• Trecho da resenha
((

Na estreia de A Peste, no teatro do Sesc Santana, uma voz maviosa conduz-nos por Orã, na Argélia, cidade cujas características a tornam também uma personagem peculiar: sem pombos, não há rumor de asas; sem árvores e sem jardins, não há folhas em seu chão. Em Orã, os dias bonitos só chegam no inverno.
A voz é de Thiago Lacerda; a Orã é de Albert Camus.
Vestido de médico para interpretar o Dr. Bernard Rieux, Lacerda, na verdade, congrega em si alguns dos personagens do romance, fazendo de sua voz a onisciência que relata os flagelos, as dores e as angústias provocadas pela peste.
Os ratos projetados em um telão causam asco e nos lembram que a peste sempre está à espreita. E o mais desconcertante para nós, espectadores, é que a realidade pode sim imitar a ficção.
O insumo do texto de Camus é a realidade: não há nada mais absurdo do que ela.
Publicado em 1947, o livro A Peste consegue descrever a angústia vivida por todos nós numa epidemia que, literalmente, nos aprisiona.
A vida dos moradores de Orã foi virada do avesso por uma bactéria que, em um primeiro momento, dizimou os ratos da cidade, para só depois chegar aos humanos.
A morte agoniante descrita por Lacerda também nos leva à agonia e à constatação ululante, mas que por vezes esquecemos, de que somos frágeis até mesmo ante o invisível. Aliás, sobretudo ante o invisível.
Esse invisível que nos pegou de surpresa e nos deixou confinados na esperança de que ele fosse embora.
Esse invisível que levou quem amamos e nos legou o inconformismo.
Esse invisível que torna visível as nossas misérias — quem é capaz de assumi-las?
A contingência é invisível.
A obra de Camus, originalmente pensada como uma alegoria à Segunda Guerra Mundial — especificamente à invasão nazista —, ganhou ares proféticos.
A Peste é sobre tudo aquilo que nos flagela e nos deixa, inexoravelmente, prostrados.
Seja a fúria da natureza ou a fúria humana, as pestes sempre nos lembram a nossa insuficiência. A voz maviosa de Thiago, ao interpretar Dr. Bernard Rieux, externaliza a angústia do médico ficcional, envolto em um drama coletivo e individual. Há esperança para ambos?
A interpretação de Lacerda passa também pelo velho espanhol, morador do subúrbio, cuja espirituosidade causa um contraste em toda aquela tragédia.
Ah, e o sermão do padre Paneloux. O jaleco do ator parece transformar-se numa batina ao escutarmos a pregação do líder religioso.
Tarrou é outra voz auxiliadora. E por falar em auxílio, temos o cigarro. Quando Lacerda o acende, os pensamentos de Rieux parecem materializar-se para, logo em seguida, esvair-se. Não há conclusões, apenas questionamentos.
A atuação prodigiosa de Thiago Lacerda conta com a adaptação e direção de Ron Daniels; Érica Teodoro é a responsável pela Direção de Produção.
Quem leu o livro gostará da peça; quem não leu, idem. A Peste é um convite à literatura e ao teatro, esses dois universos que quando se unem nos proporcionam experiências memoráveis.
Camus sempre será um autor urgente, pois se trata de um clássico — este que nunca morre. E qualquer adaptação oriunda de um clássico merece nossa atenção.

))

• Exercícios
a - Copie da resenha tudo o que vai de "Vestido de médico" até "literalmente, nos aprisiona.".
b - Segundo a resenha, quem fez a adaptação e a direção da peça?
c - Transforme em lista o parágrafo da resenha que começa com "Tarrou é outra voz auxiliadora", mantendo os fatos principais.
Use somente o que está escrito na resenha.

• Dados fornecidos
((

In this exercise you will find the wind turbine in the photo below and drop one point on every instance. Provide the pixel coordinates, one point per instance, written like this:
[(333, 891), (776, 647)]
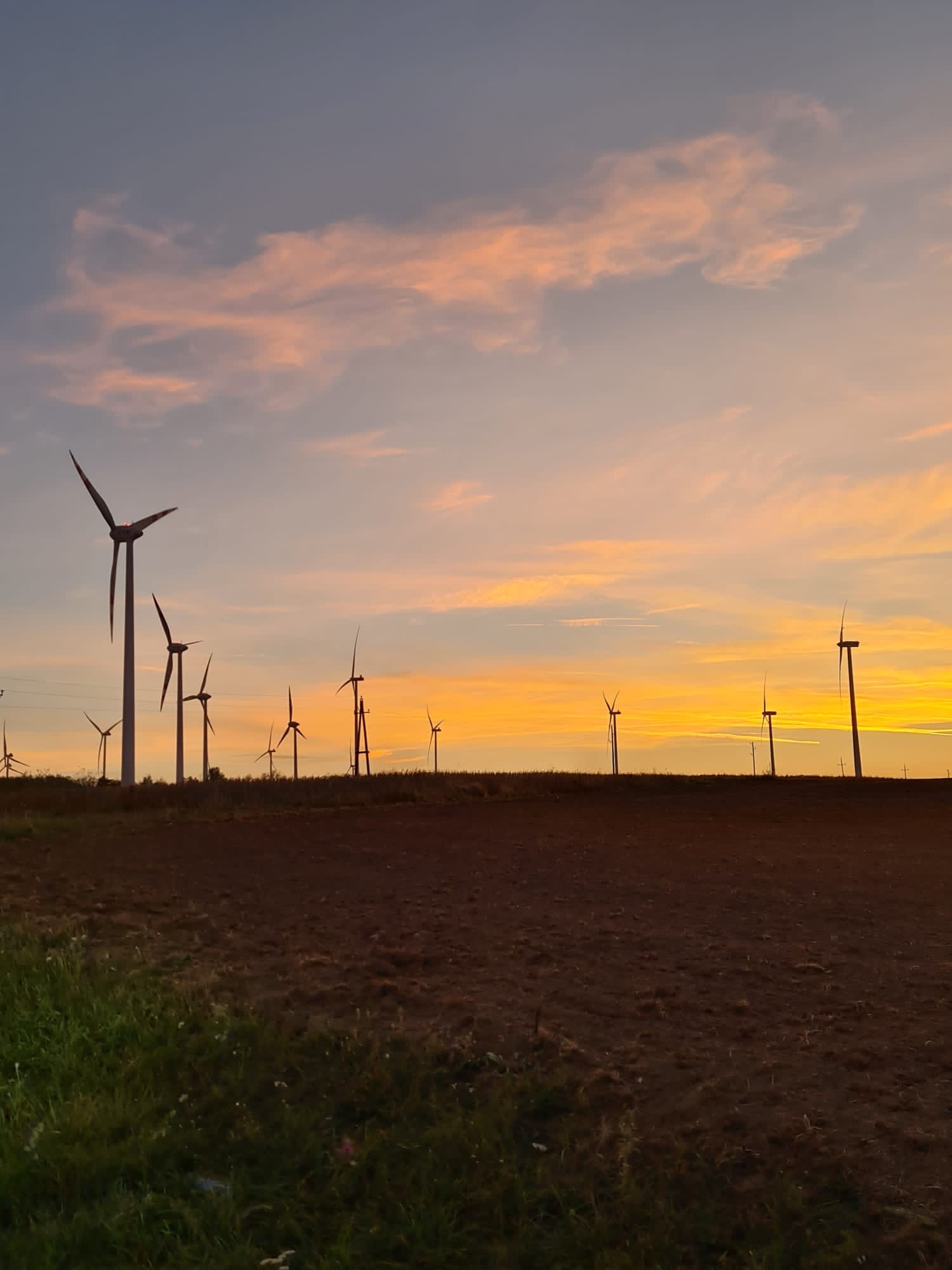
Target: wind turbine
[(11, 763), (436, 728), (175, 651), (612, 731), (205, 698), (271, 751), (103, 737), (355, 680), (850, 645), (293, 727), (769, 716), (362, 732), (126, 534)]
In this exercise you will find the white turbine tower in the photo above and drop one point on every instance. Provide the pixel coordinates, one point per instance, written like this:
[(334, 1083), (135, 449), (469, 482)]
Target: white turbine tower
[(105, 733), (126, 534), (176, 651), (294, 726), (205, 698)]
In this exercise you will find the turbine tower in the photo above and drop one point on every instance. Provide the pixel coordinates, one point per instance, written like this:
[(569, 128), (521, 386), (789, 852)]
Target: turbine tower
[(176, 651), (769, 717), (436, 728), (293, 727), (126, 534), (205, 698), (271, 751), (11, 763), (103, 737), (356, 680), (612, 731), (364, 747), (850, 645)]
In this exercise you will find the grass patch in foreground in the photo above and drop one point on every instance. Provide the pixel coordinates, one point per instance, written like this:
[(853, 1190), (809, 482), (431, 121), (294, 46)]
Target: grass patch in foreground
[(142, 1130)]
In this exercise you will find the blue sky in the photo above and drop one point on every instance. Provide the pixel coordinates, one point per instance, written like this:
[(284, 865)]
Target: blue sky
[(564, 347)]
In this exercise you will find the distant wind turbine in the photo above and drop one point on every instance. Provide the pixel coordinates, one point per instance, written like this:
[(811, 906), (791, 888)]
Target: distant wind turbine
[(293, 727), (205, 698), (103, 737), (850, 645), (11, 763), (176, 651), (612, 732), (436, 728), (126, 534), (364, 746), (769, 717), (356, 680), (270, 752)]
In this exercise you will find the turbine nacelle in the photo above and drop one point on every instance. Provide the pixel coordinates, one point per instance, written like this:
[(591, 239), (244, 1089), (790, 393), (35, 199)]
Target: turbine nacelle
[(125, 533)]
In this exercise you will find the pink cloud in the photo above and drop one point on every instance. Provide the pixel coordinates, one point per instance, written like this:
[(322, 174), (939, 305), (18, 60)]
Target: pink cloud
[(164, 324), (459, 497), (360, 448)]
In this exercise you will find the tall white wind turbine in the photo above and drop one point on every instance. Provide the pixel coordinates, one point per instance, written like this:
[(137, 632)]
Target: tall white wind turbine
[(126, 534), (436, 728), (205, 698), (356, 680), (293, 727), (176, 651), (850, 645), (105, 733)]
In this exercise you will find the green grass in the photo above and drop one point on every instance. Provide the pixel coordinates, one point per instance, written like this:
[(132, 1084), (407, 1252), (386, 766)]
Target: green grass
[(117, 1095)]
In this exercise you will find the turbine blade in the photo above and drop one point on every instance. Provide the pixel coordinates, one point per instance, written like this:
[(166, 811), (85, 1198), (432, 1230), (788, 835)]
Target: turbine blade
[(97, 497), (166, 685), (150, 520), (841, 675), (112, 587), (162, 619)]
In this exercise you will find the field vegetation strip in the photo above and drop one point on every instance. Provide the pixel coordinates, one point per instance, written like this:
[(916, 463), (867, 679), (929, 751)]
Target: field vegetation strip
[(144, 1128)]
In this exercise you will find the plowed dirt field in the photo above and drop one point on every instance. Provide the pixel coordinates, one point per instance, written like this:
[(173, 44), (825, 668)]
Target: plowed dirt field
[(762, 967)]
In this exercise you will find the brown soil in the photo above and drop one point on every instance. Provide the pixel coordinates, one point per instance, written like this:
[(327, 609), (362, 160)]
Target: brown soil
[(752, 966)]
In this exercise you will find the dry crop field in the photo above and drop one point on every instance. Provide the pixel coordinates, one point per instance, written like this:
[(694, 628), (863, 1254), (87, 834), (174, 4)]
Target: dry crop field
[(760, 967)]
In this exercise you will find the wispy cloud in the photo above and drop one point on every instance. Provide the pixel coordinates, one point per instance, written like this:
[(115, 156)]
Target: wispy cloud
[(937, 430), (166, 324), (459, 497), (360, 448)]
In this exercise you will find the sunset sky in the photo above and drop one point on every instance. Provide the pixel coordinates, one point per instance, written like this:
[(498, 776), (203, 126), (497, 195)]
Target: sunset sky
[(564, 347)]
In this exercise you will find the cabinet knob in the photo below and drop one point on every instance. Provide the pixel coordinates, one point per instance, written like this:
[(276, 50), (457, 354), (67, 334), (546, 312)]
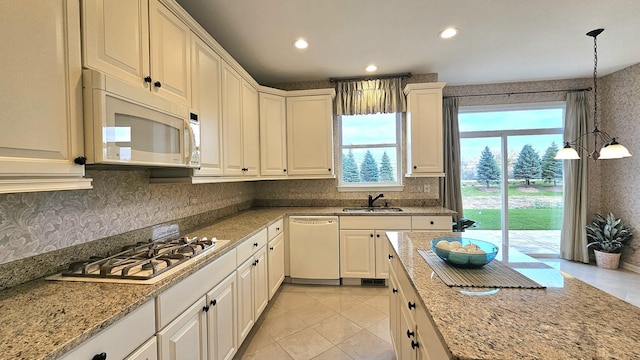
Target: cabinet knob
[(80, 160)]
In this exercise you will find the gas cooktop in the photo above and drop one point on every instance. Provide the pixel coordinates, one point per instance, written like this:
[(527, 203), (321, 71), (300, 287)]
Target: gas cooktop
[(143, 262)]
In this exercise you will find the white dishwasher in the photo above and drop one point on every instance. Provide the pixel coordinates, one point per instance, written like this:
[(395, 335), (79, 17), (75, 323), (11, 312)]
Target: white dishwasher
[(314, 250)]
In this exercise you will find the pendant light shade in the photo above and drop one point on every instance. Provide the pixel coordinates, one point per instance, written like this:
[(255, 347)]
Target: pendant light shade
[(604, 146)]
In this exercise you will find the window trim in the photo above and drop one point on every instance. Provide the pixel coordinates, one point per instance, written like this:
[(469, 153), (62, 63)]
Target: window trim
[(366, 187)]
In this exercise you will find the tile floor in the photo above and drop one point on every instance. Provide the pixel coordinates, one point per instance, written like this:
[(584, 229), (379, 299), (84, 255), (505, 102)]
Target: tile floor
[(323, 322), (351, 322)]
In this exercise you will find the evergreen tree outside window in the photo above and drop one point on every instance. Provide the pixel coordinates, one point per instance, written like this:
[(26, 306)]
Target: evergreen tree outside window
[(370, 151), (527, 166), (488, 169), (551, 168)]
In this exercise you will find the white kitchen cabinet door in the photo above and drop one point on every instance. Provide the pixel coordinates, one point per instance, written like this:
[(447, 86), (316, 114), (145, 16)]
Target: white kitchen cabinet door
[(170, 41), (261, 282), (206, 100), (232, 121), (186, 336), (382, 254), (357, 254), (394, 311), (250, 130), (276, 263), (41, 96), (245, 299), (273, 135), (116, 38), (310, 135), (148, 351), (222, 320), (424, 129)]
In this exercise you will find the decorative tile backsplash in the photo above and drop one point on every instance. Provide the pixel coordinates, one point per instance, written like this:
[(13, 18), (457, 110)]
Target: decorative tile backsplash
[(121, 201)]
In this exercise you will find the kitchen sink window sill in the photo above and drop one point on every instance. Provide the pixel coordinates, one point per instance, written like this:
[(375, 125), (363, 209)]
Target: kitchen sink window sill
[(365, 188)]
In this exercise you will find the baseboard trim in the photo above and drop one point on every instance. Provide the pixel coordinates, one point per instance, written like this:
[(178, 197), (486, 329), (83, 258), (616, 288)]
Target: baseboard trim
[(631, 267)]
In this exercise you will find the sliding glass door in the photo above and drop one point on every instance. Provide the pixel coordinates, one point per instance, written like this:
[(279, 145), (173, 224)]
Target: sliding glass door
[(511, 185)]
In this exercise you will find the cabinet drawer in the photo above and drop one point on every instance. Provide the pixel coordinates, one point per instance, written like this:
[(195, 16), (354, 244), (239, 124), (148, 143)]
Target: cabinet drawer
[(251, 245), (375, 222), (175, 300), (121, 338), (274, 229), (435, 223)]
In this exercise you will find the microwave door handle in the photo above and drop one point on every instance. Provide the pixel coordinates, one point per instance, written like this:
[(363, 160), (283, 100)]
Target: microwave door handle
[(188, 156)]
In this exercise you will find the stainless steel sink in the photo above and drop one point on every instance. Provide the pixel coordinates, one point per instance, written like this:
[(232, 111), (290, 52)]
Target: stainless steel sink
[(372, 210)]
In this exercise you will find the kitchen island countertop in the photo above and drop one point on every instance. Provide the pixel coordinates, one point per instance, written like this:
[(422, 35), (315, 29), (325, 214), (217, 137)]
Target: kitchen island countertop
[(42, 319), (569, 319)]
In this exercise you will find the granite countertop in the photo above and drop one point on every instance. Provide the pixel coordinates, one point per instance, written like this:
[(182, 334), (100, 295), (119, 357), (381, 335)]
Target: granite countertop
[(568, 320), (44, 319)]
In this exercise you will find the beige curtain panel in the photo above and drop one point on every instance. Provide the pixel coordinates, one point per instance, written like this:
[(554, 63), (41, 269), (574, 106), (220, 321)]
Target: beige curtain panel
[(573, 236), (370, 97)]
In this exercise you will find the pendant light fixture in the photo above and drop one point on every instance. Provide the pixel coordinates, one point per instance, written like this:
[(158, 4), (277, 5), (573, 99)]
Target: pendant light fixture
[(604, 146)]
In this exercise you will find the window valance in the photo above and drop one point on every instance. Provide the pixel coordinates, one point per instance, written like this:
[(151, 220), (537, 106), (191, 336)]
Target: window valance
[(361, 97)]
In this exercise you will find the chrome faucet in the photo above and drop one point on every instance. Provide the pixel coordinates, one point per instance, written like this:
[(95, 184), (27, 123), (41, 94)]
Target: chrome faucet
[(372, 199)]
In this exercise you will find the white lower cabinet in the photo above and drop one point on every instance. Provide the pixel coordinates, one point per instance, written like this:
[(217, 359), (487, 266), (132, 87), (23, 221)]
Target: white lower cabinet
[(222, 318), (275, 261), (364, 245), (148, 351), (413, 333), (185, 337), (121, 339), (253, 291)]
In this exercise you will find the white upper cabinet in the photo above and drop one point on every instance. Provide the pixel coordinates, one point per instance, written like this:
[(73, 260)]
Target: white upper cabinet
[(170, 54), (310, 134), (273, 135), (250, 130), (139, 41), (116, 38), (240, 125), (40, 96), (206, 101), (424, 129)]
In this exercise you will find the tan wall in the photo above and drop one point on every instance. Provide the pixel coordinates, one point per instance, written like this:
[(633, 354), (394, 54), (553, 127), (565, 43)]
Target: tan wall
[(620, 117)]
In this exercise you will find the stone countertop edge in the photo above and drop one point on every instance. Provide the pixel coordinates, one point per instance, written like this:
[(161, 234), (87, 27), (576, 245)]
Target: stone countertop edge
[(43, 320), (575, 321)]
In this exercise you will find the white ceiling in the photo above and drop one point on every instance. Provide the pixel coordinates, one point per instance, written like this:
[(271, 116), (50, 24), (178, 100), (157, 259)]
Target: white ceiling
[(500, 40)]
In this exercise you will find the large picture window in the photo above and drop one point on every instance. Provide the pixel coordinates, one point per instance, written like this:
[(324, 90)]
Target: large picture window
[(370, 151)]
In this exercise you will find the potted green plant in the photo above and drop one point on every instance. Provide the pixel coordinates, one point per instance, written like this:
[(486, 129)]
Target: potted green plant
[(607, 236)]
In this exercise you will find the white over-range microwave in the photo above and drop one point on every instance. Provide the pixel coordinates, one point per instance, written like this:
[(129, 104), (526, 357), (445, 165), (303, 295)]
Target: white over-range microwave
[(129, 125)]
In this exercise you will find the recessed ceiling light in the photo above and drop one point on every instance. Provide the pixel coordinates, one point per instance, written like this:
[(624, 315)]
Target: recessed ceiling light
[(301, 44), (448, 33)]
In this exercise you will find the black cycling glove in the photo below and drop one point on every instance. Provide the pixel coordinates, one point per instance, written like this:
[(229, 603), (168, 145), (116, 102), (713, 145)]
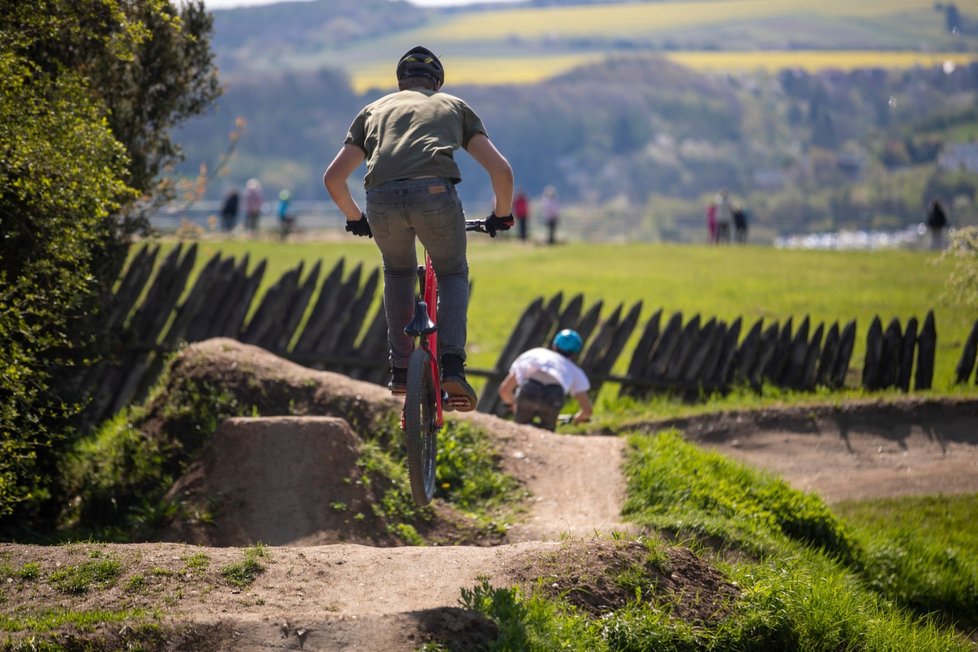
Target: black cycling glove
[(495, 223), (359, 227)]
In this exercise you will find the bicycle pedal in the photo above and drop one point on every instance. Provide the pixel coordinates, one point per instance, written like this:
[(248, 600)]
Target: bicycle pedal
[(459, 403)]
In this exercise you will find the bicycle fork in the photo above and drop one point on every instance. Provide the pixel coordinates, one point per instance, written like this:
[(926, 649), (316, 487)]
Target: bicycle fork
[(425, 327)]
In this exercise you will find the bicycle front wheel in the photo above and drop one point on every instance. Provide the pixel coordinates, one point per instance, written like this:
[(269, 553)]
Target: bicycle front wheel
[(420, 426)]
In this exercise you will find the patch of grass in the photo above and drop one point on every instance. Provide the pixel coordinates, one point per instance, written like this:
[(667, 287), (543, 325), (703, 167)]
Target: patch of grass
[(920, 551), (79, 579), (197, 562), (467, 472), (827, 286), (51, 620), (247, 570), (802, 590), (467, 475), (26, 573), (675, 485), (119, 475)]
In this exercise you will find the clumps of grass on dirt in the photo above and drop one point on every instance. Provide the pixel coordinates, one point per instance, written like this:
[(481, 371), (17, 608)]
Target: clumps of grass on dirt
[(27, 572), (602, 596), (97, 573), (678, 487), (246, 571), (920, 551), (468, 476), (116, 479)]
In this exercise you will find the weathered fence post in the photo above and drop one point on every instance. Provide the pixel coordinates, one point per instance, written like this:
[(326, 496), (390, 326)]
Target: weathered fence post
[(926, 350), (967, 361)]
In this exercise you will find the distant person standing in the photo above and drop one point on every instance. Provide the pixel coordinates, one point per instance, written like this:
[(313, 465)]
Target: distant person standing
[(253, 204), (229, 211), (521, 211), (724, 216), (550, 210), (286, 221), (711, 222), (741, 220), (936, 223)]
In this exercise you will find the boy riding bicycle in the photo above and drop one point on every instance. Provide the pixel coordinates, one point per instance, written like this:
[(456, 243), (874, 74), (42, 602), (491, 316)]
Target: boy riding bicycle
[(407, 139), (540, 379)]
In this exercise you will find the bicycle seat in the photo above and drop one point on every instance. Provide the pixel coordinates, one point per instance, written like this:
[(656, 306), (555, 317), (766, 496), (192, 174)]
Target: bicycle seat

))

• Respostas
a -
Vestido de médico para interpretar o Dr. Bernard Rieux, Lacerda, na verdade, congrega em si alguns dos personagens do romance, fazendo de sua voz a onisciência que relata os flagelos, as dores e as angústias provocadas pela peste.
Os ratos projetados em um telão causam asco e nos lembram que a peste sempre está à espreita. E o mais desconcertante para nós, espectadores, é que a realidade pode sim imitar a ficção.
O insumo do texto de Camus é a realidade: não há nada mais absurdo do que ela.
Publicado em 1947, o livro A Peste consegue descrever a angústia vivida por todos nós numa epidemia que, literalmente, nos aprisiona.

b - Ron Daniels.

c -
- Tarrou é outra voz auxiliadora.
- O cigarro também serve de auxílio.
- Quando Lacerda acende o cigarro, os pensamentos de Rieux parecem se materializar e logo depois se esvair.
- Não há conclusões, apenas questionamentos.